◆ Task requirements: Rewrite the rows from the line with "Batch job #204 — target class is black" up to and including the line with "[543,361,752,507]", replacing "black rubber tong grip" with "black silicone tong grip" and leaving everything else unchanged.

◆ Supplied entries:
## START

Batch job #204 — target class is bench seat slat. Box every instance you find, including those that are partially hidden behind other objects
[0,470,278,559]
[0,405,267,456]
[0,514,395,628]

## END
## START

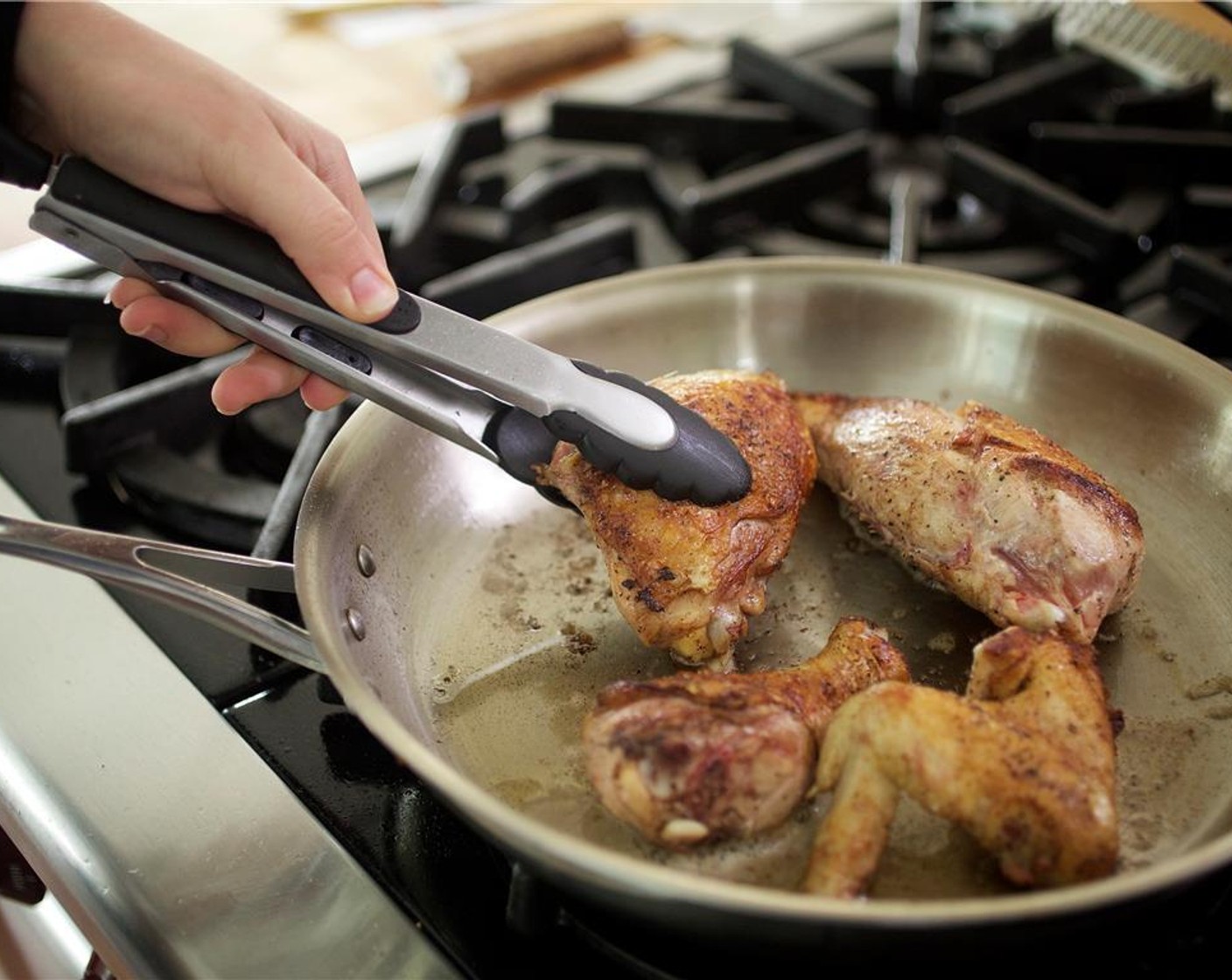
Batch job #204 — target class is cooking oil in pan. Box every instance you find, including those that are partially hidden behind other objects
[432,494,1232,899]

## END
## START

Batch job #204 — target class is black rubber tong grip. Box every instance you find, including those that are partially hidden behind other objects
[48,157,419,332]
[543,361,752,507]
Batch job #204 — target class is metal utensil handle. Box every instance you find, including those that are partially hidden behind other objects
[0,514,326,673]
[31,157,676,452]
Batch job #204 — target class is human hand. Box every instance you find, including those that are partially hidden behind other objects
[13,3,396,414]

## END

◆ Finished answer:
Batch job #204 — target class is black silicone tong grip. Box every instance you find, including those that are partially hidden behind other objects
[48,157,419,332]
[543,361,752,507]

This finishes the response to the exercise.